With the line containing "[spot] the blurred" as the first line and the last line of the records as the final one, reproduce that range exactly.

################

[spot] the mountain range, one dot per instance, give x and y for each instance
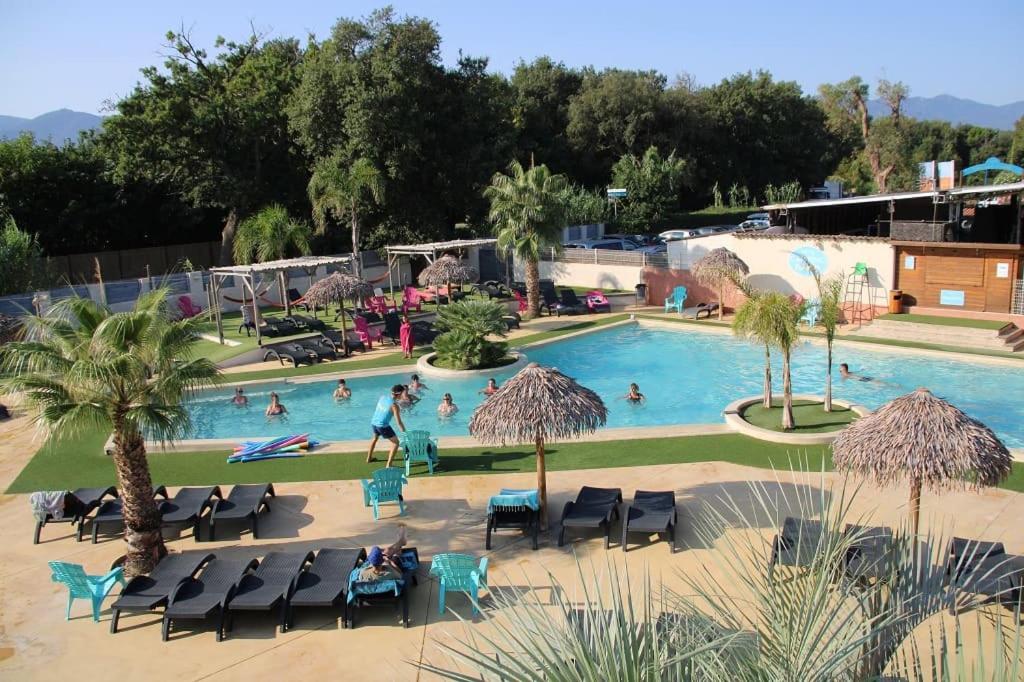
(955, 111)
(58, 126)
(64, 124)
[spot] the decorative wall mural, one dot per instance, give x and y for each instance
(814, 256)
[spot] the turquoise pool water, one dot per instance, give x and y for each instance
(688, 378)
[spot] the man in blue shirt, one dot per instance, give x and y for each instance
(381, 423)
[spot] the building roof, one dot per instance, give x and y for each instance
(432, 248)
(1009, 187)
(286, 264)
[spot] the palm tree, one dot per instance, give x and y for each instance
(527, 214)
(270, 235)
(771, 318)
(338, 190)
(83, 368)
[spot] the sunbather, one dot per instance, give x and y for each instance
(448, 407)
(276, 408)
(635, 395)
(342, 392)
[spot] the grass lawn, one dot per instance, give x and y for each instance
(947, 322)
(808, 415)
(81, 462)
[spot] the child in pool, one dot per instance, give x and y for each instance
(635, 395)
(448, 407)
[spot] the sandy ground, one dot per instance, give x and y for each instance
(443, 515)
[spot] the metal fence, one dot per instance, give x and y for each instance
(608, 257)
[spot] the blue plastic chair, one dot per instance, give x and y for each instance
(82, 586)
(386, 486)
(812, 312)
(419, 446)
(460, 572)
(677, 301)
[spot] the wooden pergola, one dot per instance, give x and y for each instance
(269, 269)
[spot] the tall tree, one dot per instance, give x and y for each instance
(340, 193)
(214, 128)
(84, 368)
(527, 214)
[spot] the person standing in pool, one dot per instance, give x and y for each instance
(381, 422)
(406, 337)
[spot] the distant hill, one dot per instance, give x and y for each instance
(57, 126)
(955, 111)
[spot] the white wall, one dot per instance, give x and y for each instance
(769, 259)
(585, 274)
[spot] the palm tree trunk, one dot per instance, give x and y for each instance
(787, 423)
(227, 237)
(356, 263)
(827, 400)
(532, 288)
(542, 483)
(142, 518)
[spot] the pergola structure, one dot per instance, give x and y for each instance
(271, 268)
(429, 251)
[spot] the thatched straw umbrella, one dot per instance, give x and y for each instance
(717, 268)
(338, 287)
(926, 440)
(446, 269)
(537, 405)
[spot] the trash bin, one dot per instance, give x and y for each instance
(895, 301)
(641, 295)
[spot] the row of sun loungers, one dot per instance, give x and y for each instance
(186, 508)
(200, 587)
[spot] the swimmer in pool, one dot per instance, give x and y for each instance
(635, 395)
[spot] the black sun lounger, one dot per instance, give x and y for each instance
(244, 503)
(78, 505)
(797, 544)
(326, 583)
(271, 586)
(186, 507)
(111, 513)
(144, 593)
(650, 512)
(594, 508)
(199, 598)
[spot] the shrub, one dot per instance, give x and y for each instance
(464, 345)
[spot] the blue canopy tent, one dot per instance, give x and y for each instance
(991, 164)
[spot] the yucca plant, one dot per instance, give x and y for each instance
(741, 619)
(83, 368)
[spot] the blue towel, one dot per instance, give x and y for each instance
(513, 498)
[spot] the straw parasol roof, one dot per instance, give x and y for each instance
(537, 405)
(717, 268)
(446, 269)
(923, 439)
(336, 288)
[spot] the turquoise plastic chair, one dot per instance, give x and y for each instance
(812, 312)
(677, 301)
(460, 572)
(419, 446)
(82, 586)
(386, 486)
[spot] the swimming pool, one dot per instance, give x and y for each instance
(687, 377)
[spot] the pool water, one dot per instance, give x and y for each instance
(687, 378)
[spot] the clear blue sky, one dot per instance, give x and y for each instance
(79, 54)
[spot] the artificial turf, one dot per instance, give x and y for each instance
(81, 462)
(808, 416)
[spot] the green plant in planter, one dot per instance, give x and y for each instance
(464, 345)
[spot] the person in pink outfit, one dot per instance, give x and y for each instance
(406, 337)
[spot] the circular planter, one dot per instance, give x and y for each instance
(425, 368)
(733, 418)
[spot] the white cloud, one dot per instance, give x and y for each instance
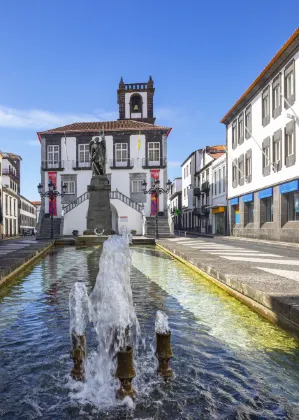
(39, 119)
(34, 143)
(173, 164)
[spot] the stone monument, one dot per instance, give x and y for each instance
(99, 214)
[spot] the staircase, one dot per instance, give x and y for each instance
(163, 227)
(45, 229)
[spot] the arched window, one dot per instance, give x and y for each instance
(136, 103)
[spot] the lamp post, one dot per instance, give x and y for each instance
(156, 190)
(51, 194)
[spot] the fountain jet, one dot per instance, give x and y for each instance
(163, 347)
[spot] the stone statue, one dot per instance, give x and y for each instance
(97, 150)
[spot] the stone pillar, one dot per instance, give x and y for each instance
(99, 214)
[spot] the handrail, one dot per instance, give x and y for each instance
(113, 195)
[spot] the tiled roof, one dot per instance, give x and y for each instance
(120, 125)
(263, 74)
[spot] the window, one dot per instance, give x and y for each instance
(241, 129)
(248, 122)
(290, 144)
(53, 156)
(137, 186)
(234, 134)
(276, 100)
(121, 152)
(289, 84)
(293, 206)
(268, 204)
(266, 107)
(70, 187)
(249, 212)
(154, 152)
(83, 154)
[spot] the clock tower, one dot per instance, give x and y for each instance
(136, 101)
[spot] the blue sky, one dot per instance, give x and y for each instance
(61, 62)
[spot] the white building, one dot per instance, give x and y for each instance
(175, 204)
(263, 159)
(27, 215)
(219, 201)
(136, 151)
(10, 194)
(202, 213)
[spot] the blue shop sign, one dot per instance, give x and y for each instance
(289, 187)
(247, 198)
(234, 201)
(268, 192)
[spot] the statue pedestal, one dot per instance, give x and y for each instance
(99, 213)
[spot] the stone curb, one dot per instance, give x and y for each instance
(283, 312)
(22, 263)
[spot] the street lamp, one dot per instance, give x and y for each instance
(51, 194)
(156, 190)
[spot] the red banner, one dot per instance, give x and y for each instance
(155, 173)
(52, 204)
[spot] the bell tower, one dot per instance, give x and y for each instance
(136, 101)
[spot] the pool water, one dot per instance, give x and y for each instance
(229, 363)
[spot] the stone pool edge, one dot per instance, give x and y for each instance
(24, 263)
(220, 279)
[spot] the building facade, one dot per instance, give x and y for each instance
(136, 150)
(175, 204)
(219, 201)
(204, 187)
(27, 215)
(10, 194)
(263, 157)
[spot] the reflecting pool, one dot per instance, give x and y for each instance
(229, 362)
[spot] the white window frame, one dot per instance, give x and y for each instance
(70, 187)
(83, 155)
(136, 186)
(154, 153)
(121, 154)
(53, 157)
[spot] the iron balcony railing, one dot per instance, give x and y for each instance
(14, 174)
(148, 163)
(196, 192)
(52, 164)
(125, 163)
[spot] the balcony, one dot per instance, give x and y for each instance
(124, 164)
(160, 163)
(50, 165)
(196, 192)
(205, 187)
(78, 166)
(205, 210)
(12, 173)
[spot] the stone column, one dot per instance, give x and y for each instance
(99, 214)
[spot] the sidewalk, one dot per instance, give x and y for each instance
(264, 277)
(16, 254)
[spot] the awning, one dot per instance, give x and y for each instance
(289, 187)
(234, 201)
(220, 209)
(268, 192)
(247, 198)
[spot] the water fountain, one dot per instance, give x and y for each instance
(163, 348)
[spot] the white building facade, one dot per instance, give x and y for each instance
(219, 201)
(136, 151)
(28, 214)
(263, 159)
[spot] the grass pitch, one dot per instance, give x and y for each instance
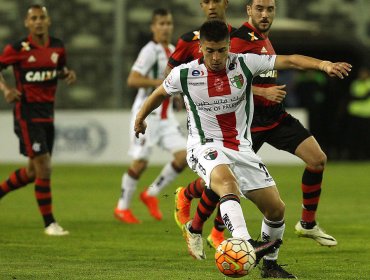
(100, 247)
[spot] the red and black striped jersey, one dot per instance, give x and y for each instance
(36, 71)
(187, 48)
(267, 114)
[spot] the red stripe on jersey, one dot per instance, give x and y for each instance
(26, 138)
(42, 120)
(165, 105)
(227, 123)
(218, 84)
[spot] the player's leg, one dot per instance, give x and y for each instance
(128, 187)
(171, 139)
(22, 176)
(166, 176)
(183, 198)
(310, 152)
(273, 226)
(292, 137)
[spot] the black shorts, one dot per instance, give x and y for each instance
(286, 136)
(34, 138)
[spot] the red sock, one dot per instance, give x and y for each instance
(43, 197)
(311, 188)
(16, 180)
(194, 189)
(206, 206)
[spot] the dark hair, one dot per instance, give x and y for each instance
(214, 30)
(36, 6)
(159, 12)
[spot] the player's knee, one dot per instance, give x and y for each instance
(275, 212)
(318, 162)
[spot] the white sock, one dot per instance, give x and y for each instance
(271, 230)
(232, 215)
(128, 187)
(167, 175)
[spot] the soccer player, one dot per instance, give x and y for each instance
(38, 61)
(271, 124)
(187, 49)
(146, 74)
(218, 99)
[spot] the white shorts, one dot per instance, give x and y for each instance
(247, 167)
(164, 133)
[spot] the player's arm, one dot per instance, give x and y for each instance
(137, 80)
(151, 103)
(68, 75)
(10, 94)
(301, 62)
(274, 93)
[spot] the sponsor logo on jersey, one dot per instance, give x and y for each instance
(197, 83)
(211, 154)
(36, 147)
(219, 84)
(269, 74)
(25, 46)
(253, 37)
(31, 59)
(196, 35)
(40, 76)
(197, 73)
(54, 57)
(237, 81)
(263, 50)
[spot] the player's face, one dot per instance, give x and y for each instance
(215, 54)
(162, 28)
(214, 9)
(37, 21)
(261, 14)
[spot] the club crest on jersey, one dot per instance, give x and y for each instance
(237, 81)
(197, 73)
(211, 154)
(219, 84)
(26, 46)
(54, 57)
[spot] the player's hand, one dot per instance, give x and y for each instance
(337, 69)
(274, 93)
(12, 95)
(69, 76)
(178, 102)
(140, 127)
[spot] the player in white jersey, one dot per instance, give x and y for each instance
(218, 100)
(146, 74)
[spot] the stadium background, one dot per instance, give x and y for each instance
(103, 38)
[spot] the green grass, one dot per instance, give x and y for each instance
(100, 247)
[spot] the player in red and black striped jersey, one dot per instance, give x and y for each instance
(187, 47)
(38, 62)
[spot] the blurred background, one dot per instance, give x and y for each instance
(103, 37)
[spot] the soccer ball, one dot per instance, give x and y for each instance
(235, 257)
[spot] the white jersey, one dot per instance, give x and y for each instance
(151, 62)
(219, 104)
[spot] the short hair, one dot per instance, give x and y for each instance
(36, 6)
(160, 12)
(214, 30)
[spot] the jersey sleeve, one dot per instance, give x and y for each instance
(259, 64)
(145, 60)
(8, 57)
(172, 84)
(182, 54)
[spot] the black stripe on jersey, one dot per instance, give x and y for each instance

################

* [Reply to the task]
[spot] the blurred background, one dot per instance, give x and y for each instance
(103, 37)
[spot] the soccer ball, one dot per instance, give x and y for each instance
(235, 257)
[spot] the white jersey, one dot per instance, give x and y for each instance
(151, 62)
(219, 104)
[spot] the short hair, one dot per instance, give x and y for each instance
(36, 6)
(160, 12)
(214, 30)
[spot] the jersey sleeve, one dot per instance, give x and y for each instance
(259, 64)
(145, 60)
(8, 57)
(172, 84)
(182, 54)
[spot] the black stripe on jersey, one dot per instance, give x and y for each instance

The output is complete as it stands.